• Source text:
--------

According to Fox, Graham, and McManus, many CSHCN require more than just preventive and acute health care services; they may need additional health services as part of their initial identification and evaluation, intermittent and ongoing treatment, and daily routine care.9 These services include:
- Monitoring by primary care physicians and pediatric subspecialists.
- Prescription medications.
- Ancillary therapies.
- Mental health services.
- Nursing services.
- Durable medical equipment or assistive technologies.
- Care coordination.
Because they need these services, the health care needs and expenses of CSHCN are higher than those are for other children.9
A study by Fox, McManus, and Limb found that difficulties in access to care were greater for children with chronic behavioral, emotional, or developmental conditions than for children with chronic physical conditions.10 Some difficulties for children with mental health conditions stemmed from service denials, but more stemmed from a lack of providers, particularly child and adolescent psychiatrists and inpatient and residential treatment facilities.10 In light of this evidence, States should consider ways to facilitate access to mental health and developmental services and to expand pediatric provider networks in order to provide comprehensive coverage to CSHCN.

--------

• The data:
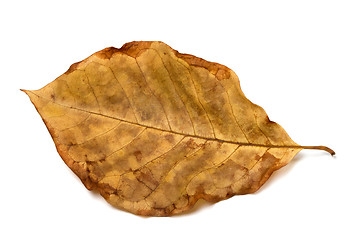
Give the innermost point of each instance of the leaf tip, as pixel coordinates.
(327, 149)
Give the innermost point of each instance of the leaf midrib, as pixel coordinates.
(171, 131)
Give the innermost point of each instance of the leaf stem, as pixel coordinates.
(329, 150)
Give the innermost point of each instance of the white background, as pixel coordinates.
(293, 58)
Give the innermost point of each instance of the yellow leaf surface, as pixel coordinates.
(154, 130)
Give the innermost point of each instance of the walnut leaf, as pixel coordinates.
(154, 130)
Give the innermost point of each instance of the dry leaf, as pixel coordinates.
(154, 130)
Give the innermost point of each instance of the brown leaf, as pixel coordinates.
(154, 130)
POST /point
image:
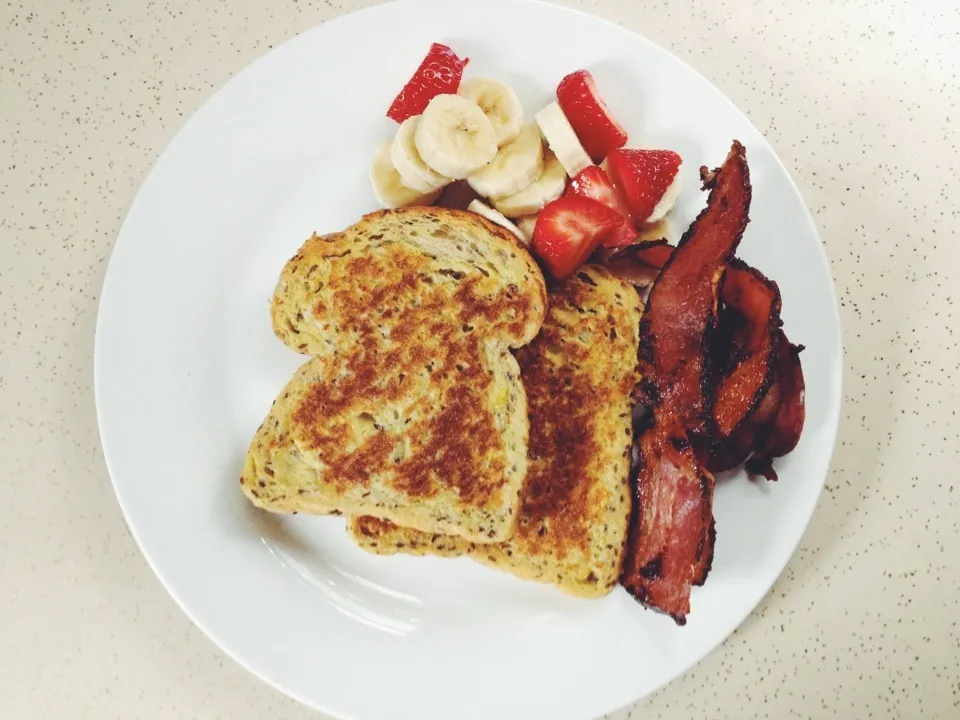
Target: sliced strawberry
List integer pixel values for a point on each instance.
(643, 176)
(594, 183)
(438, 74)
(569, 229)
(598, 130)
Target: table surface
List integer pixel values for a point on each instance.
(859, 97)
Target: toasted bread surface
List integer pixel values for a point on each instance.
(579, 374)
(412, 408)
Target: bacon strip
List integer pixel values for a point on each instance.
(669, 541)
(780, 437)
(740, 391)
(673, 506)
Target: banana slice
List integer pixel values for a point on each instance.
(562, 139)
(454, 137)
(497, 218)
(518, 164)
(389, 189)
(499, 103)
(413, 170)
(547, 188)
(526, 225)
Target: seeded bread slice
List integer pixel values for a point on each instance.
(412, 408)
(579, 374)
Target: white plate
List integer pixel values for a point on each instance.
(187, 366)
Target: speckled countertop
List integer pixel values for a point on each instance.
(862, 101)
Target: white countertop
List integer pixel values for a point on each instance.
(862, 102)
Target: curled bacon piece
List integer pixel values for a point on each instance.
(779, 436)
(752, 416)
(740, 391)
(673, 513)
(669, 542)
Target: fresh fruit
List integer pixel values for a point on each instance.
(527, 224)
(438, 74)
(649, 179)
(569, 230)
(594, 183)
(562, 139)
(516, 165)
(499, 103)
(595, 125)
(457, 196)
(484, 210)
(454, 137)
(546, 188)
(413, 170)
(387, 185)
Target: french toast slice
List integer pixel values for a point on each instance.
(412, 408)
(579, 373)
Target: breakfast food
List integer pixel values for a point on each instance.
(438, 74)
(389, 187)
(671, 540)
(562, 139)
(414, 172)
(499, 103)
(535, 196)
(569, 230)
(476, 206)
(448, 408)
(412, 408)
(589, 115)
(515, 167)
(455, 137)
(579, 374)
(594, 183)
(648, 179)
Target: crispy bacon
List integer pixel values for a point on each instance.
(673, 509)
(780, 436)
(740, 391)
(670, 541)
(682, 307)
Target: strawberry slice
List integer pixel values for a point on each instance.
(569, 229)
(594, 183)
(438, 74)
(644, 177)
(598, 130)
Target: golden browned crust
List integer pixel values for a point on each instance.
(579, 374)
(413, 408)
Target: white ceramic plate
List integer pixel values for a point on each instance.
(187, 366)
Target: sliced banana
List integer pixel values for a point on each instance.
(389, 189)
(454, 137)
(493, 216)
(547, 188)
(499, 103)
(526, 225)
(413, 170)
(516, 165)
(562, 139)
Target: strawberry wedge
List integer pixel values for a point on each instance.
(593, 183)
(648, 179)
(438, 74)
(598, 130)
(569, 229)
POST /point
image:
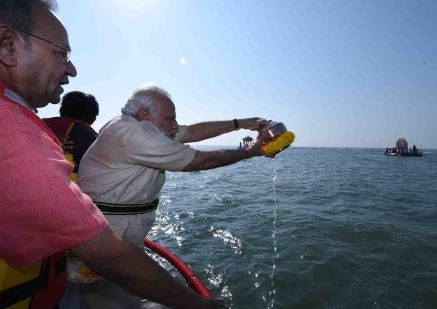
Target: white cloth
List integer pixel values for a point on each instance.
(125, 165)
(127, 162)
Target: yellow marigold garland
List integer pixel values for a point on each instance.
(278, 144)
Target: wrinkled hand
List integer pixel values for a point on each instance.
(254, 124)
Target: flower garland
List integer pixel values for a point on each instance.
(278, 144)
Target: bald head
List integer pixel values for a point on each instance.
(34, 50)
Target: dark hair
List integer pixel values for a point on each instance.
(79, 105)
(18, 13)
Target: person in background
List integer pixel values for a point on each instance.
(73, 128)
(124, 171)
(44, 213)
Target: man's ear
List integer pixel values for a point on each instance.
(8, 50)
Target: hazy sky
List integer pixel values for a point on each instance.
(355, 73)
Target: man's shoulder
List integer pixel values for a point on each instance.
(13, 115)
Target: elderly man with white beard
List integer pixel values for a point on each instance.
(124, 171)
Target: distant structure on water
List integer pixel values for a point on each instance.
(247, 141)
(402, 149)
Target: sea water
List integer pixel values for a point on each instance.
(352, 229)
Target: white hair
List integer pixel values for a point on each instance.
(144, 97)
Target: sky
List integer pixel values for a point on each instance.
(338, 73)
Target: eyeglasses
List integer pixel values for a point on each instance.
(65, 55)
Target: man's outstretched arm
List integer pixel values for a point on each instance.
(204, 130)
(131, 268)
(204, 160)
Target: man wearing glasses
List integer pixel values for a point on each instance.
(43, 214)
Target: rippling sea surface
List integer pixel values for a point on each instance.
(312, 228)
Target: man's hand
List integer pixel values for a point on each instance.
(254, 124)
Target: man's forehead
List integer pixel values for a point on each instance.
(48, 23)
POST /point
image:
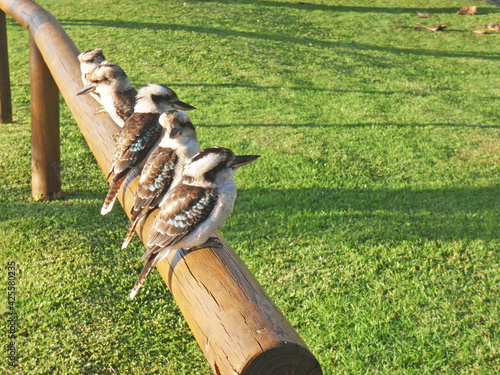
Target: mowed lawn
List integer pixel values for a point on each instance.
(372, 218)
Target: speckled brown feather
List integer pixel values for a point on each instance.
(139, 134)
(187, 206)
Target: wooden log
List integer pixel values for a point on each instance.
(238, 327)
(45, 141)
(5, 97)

--------

• Task requirements:
1. Please list every additional health service that the passage on children with special health care needs (CSHCN) names, according to Fox, Graham, and McManus.
2. In the passage on children with special health care needs, what caused most of the access difficulties for children with mental health conditions?
3. Carry on the passage on children with special health care needs from its last sentence.

• Outputs by task:
1.
- Monitoring by primary care physicians and pediatric subspecialists
- Prescription medications
- Ancillary therapies
- Mental health services
- Nursing services
- Durable medical equipment or assistive technologies
- Care coordination

2. A lack of providers, particularly child and adolescent psychiatrists and inpatient and residential treatment facilities.

3.
As SCHIP programs mature and their focus shifts from outreach and enrollment to monitoring and evaluation, it is increasingly important for State officials to maintain current information on the target populations, including adolescents, children in immigrant families, and CSHCN. Their challenge will be to evaluate how well their programs have attracted members of their target populations and to determine the number and composition of the group of children who remain uninsured despite outreach efforts. This information may then be used to reassess how SCHIP can best reach and serve those populations.
1 HCFA (now CMS) SCHIP Web site: http://cms.hhs.gov/schip/.
2 Kenney, G.M., Dubay, L. and J. Haley. "Health Insurance, Access and Health Status of Children: Findings from the National Survey of America's Families." Washington, DC: The Urban Institute. October 2000.
3 English, A., Morreals, M. and A. Stinnett. "Adolescents in Public Health Insurance Programs: Medicaid and CHIP." Chapel Hill, NC: Center for Adolescent Health and the Law. December 1999.
4 Brindis, C.D., Kirkpatrick, R. and T. Macdonald. "Adolescents and the State Children's Health Insurance Program (CHIP): Healthy Options for Meeting the Needs of Adolescents." Washington, DC: Association of Maternal and Child Health Programs. September 1999.
5 Hernandez, D.J. and E. Charney, eds. From Generation to Generation: The Health and Well-Being of Children in Immigrant Families. Washington, DC: National Academy Press. 1998.
6 "Insurance Component Index to Tables." Rockville, MD: Agency for Healthcare Research and Quality. March 2001. Available at: http://www.meps.ahrq.gov/mepsweb/survey_comp/Insurance.jsp.
7 Morse, A. "SCHIP and Access for Children in Immigrant Families." Denver, CO; Washington, DC: National Conference of State Legislatures. February 2000.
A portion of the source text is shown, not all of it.